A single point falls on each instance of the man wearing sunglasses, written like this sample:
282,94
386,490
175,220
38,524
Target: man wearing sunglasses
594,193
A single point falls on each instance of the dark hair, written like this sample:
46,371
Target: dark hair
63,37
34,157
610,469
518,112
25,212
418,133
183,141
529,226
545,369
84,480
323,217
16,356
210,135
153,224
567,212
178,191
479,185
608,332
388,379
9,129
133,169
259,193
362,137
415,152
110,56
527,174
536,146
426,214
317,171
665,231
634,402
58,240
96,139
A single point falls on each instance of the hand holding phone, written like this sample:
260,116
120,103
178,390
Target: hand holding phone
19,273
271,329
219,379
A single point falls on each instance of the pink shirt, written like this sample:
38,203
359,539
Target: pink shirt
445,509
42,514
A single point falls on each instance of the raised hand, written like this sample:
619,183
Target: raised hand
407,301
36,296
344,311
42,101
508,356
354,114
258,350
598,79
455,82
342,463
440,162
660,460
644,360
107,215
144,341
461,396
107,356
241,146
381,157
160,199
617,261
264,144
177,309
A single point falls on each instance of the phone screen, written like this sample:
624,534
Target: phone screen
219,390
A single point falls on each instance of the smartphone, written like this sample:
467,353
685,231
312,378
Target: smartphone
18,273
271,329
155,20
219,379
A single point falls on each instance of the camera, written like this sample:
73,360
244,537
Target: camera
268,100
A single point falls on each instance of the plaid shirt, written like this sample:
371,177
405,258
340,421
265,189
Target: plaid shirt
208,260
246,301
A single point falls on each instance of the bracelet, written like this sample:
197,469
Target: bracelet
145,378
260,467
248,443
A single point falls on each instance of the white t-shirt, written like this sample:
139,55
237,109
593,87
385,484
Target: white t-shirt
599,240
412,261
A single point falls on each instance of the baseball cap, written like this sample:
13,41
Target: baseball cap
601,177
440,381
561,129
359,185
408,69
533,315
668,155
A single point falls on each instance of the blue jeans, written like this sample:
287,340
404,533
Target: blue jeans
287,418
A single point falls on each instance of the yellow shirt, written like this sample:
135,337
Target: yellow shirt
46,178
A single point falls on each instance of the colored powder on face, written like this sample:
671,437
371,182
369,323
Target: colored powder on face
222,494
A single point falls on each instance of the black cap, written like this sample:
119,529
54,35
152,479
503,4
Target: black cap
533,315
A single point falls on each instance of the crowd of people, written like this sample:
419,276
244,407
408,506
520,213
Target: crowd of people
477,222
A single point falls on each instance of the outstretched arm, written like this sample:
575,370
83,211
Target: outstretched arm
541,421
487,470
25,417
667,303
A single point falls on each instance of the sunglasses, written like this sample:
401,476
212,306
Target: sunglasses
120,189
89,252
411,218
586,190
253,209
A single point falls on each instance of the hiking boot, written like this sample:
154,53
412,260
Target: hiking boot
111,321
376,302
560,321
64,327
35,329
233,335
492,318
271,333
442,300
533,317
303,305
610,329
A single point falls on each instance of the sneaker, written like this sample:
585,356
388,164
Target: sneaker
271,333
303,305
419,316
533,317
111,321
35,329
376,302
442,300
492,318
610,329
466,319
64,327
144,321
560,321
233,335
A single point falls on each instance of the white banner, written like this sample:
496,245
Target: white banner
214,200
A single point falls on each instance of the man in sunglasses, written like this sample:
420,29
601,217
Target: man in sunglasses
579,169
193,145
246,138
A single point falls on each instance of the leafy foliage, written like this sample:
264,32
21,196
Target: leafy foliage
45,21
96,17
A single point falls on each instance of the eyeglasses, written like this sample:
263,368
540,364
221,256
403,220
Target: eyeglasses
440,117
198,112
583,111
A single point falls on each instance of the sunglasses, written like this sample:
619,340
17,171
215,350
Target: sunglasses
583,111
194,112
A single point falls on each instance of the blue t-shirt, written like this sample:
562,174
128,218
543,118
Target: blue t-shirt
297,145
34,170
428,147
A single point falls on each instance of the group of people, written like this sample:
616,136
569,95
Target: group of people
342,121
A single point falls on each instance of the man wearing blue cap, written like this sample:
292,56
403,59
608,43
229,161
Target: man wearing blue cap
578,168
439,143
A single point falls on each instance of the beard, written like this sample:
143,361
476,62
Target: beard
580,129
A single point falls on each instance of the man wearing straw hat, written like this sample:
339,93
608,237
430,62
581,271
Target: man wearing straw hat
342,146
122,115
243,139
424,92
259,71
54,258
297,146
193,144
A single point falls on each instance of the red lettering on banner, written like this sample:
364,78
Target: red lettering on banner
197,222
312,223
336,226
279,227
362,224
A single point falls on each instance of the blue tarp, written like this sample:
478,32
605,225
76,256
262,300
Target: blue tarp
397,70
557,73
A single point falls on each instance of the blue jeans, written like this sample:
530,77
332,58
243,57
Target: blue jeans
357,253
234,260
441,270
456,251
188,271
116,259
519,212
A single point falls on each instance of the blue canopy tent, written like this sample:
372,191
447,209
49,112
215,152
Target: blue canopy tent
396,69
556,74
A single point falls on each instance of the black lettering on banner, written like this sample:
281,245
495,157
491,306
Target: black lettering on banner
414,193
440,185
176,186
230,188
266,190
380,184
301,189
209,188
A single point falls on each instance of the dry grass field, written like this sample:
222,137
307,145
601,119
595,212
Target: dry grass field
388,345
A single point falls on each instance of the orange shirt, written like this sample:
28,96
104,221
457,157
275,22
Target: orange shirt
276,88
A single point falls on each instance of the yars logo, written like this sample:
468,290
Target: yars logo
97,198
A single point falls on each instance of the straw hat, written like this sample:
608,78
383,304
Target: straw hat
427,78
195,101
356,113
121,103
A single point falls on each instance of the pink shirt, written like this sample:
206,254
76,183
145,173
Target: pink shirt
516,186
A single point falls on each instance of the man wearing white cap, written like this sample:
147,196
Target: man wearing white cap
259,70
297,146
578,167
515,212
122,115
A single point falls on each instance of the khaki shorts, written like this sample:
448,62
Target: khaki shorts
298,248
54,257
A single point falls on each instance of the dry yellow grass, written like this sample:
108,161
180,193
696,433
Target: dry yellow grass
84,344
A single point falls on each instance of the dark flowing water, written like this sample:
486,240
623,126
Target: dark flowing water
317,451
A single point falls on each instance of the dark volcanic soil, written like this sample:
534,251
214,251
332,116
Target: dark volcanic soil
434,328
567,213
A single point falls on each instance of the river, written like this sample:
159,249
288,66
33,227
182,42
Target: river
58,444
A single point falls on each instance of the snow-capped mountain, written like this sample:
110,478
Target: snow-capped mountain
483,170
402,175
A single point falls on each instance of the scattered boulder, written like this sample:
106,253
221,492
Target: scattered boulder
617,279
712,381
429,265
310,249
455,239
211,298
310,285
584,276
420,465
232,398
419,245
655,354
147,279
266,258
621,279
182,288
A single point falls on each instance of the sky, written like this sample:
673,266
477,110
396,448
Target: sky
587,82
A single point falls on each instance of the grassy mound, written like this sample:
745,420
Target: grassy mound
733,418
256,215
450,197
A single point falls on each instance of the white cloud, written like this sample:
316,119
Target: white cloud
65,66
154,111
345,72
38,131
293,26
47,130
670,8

++++++

Short task
Return each entry from the material above exactly as it appears.

Final result
A single point falls on each instance of the man wearing sunglasses, written like this sample:
282,94
386,490
175,220
38,524
Target: man wearing sunglasses
594,193
A single point falls on each instance of the dark hair, written like this sample:
46,371
Target: dark hair
63,37
34,157
610,469
518,112
25,212
418,133
183,141
529,226
545,369
84,480
323,217
16,356
210,135
153,224
567,212
178,191
479,185
608,332
388,379
9,129
133,169
259,193
362,137
415,152
110,56
527,174
536,146
426,214
317,171
665,231
634,402
58,240
96,139
A single point falls on each instance of the hand holding phone, written like this sample:
260,116
120,103
178,390
Target: hand holding phone
19,273
271,329
219,379
A single point falls on each instance of the pink shirt, written like this sample:
38,203
359,539
Target: pink shirt
445,509
42,514
A single point falls on each instance of the raised hand, written like this sample:
619,183
Target: raised hand
407,301
36,296
344,311
42,101
508,356
354,114
258,350
598,79
455,82
342,463
440,162
660,460
644,360
107,215
144,341
461,396
107,356
241,146
381,157
160,199
617,261
264,144
177,309
A single point falls on each instance of the phone screen, written like this sample:
624,534
Target: phone screen
219,390
A single point falls on each instance of the smartphone, written like this sample:
467,353
685,231
312,378
Target: smartphone
18,273
271,329
155,20
219,379
A single point falls on each instance of the camera, written like this sample:
73,360
244,537
Target: camera
268,100
A single point falls on each instance of the plaid shirt, written like this sample:
371,177
405,258
340,421
265,189
Target: plaid shirt
208,260
246,301
A single point falls on each instance of the bracelet, written like this sample:
197,469
Target: bracelet
145,378
260,467
248,443
A single point falls on each instance of the white t-shirt, written like this sample:
139,55
237,109
593,87
385,484
Target: white t-shirt
599,240
412,261
A single point falls on each instance of the baseball cap, written like this sample:
13,41
Target: baseball cap
601,177
440,381
561,129
359,185
408,69
533,315
668,155
A single point falls on each instance of the blue jeans, written like this sample:
287,340
404,533
Target: blue jeans
287,418
A single point falls on each instance of the yellow shirt, written like this sample:
135,337
Target: yellow shirt
46,178
A single point falls on each instance of the colored powder on face, written like this sample:
671,437
371,182
369,323
Target: colored powder on face
222,494
A single point falls on each instance of the black cap, written like this sample:
119,529
54,35
152,479
503,4
Target: black cap
533,315
A single point falls on each instance of the crowd of people, written like this sample:
419,276
244,407
408,506
520,213
Target: crowd of people
477,222
A single point falls on each instance of the outstretched arm, written like this sample:
575,370
83,211
Target: outstretched arm
541,421
487,470
25,417
667,303
A single point falls on each instance of the sunglasses, written like this sample:
401,476
212,306
Target: sunglasses
120,189
89,252
411,218
586,190
253,209
A single point falls on each instance of the hiking boot, written like this sample:
154,53
412,260
Target: hiking boot
111,321
376,302
560,321
64,327
35,329
233,335
492,318
271,333
442,300
533,317
303,305
610,329
A single point falls on each instance of the sneaker, written like this sample:
585,356
388,164
Target: sneaker
271,333
303,305
419,316
533,317
111,321
35,329
376,302
442,300
492,318
610,329
466,319
64,327
144,321
560,321
233,335
A single point falls on each instance of the white banner, written like this sample:
496,245
Target: white banner
214,200
A single point falls on each instance of the man in sunglasses, written like this sample:
420,29
601,217
Target: man in sunglasses
579,169
193,145
246,138
A single point falls on each instance of the leafy foliage, written like this sample:
264,32
21,196
Target: leafy foliage
45,21
96,17
A single point falls on each instance of the eyeglasses, written like this sample:
263,368
540,364
221,256
403,220
Target: eyeglasses
440,117
198,112
583,111
A single point falls on each instance of the sunglasses, written like this sample:
619,340
17,171
215,350
Target: sunglasses
583,111
194,112
A single point falls on each instance of the blue t-shirt, written like this sample:
562,174
128,218
543,118
Target: blue t-shirt
297,145
34,170
428,147
A single point falls on each instance of the group of people, written like this sample:
616,136
569,95
Target: group of people
342,121
A single point falls on each instance of the man wearing blue cap, written like this sample:
292,56
403,59
608,43
229,161
Target: man wearing blue cap
578,168
439,143
A single point falls on each instance of the beard, written like this sample:
143,361
476,62
Target: beard
580,129
A single point falls on each instance of the man wearing straw hat, written like this sample:
339,93
608,237
430,62
581,271
Target: man wearing straw hat
342,146
122,115
243,139
424,92
259,71
54,258
297,146
193,144
A single point falls on each instance of the red lettering on banner, written like this sample:
364,78
Target: red lettering on banner
197,222
312,223
336,226
279,227
362,224
A single point falls on each instance of the blue tarp, written like this sample:
478,32
605,225
76,256
262,300
Target: blue tarp
397,70
557,73
A single point falls on each instance of the blue jeans, written like this sample:
530,77
332,58
243,57
Target: blue jeans
357,253
234,260
441,270
456,251
188,271
116,259
519,212
A single point falls on each instance of the blue canopy tent, written like this sample:
372,191
447,209
49,112
215,152
Target: blue canopy tent
396,69
556,74
A single point falls on each instance of the black lettering on banner, written like this sample:
281,245
495,157
491,306
Target: black lettering on banner
414,193
440,185
176,186
230,188
266,190
380,184
301,189
209,188
A single point falls on each instance of the dry grass field, written like this sample:
222,137
307,145
601,119
595,212
Target: dry grass field
388,345
A single point falls on each instance of the orange shirt, written like this sample:
28,96
104,221
457,157
275,22
Target: orange shirt
276,88
A single point falls on each instance of the yars logo, written like this sample:
468,290
Target: yars logo
97,198
A single point falls on each instance of the straw hat, written like this sample:
608,78
383,304
Target: straw hat
427,78
195,101
356,113
121,103
A single point falls on each instance of the pink shirt, written like this sample:
206,254
76,183
145,173
Target: pink shirt
516,186
A single point falls on each instance of the man wearing white cap, written like this sample:
147,196
Target: man wearing white cap
259,70
297,146
578,167
515,212
122,115
A single point falls on each instance of the khaki shorts, written like this sample:
448,62
Target: khaki shorts
298,248
54,257
A single point falls on each instance of the dry yellow grass, written like this sample:
108,161
180,193
696,433
Target: dry yellow grass
84,344
A single point falls on each instance of the dark flowing water, written like this sample:
486,240
623,126
Target: dark flowing water
317,451
A single point falls on each instance of the dark volcanic soil, written like this sample:
534,251
214,251
332,116
Target: dark volcanic soil
434,328
567,213
A single point falls on each instance of the river, written like this sample:
159,249
288,66
33,227
182,42
Target: river
58,444
A single point falls on each instance of the snow-capped mountain, written like this sample:
110,478
Target: snow-capped mountain
483,170
402,175
A single point falls on each instance of the scattered boulder, written like this sample:
106,253
221,492
Target: scattered boulder
617,279
712,381
429,265
310,249
455,239
211,298
310,285
584,276
420,465
232,398
419,245
655,354
147,279
266,258
621,279
182,288
A single point falls on each instance of the sky, written like this sample:
673,266
477,110
396,448
Target: sky
587,82
A single point falls on each instance of the grassy mound, written like this sample:
745,420
Target: grassy mound
733,418
256,215
450,197
A single point falls on each instance of the white cloud, written like this sample:
316,119
Target: white cloud
65,66
154,111
345,72
38,131
293,26
47,130
670,8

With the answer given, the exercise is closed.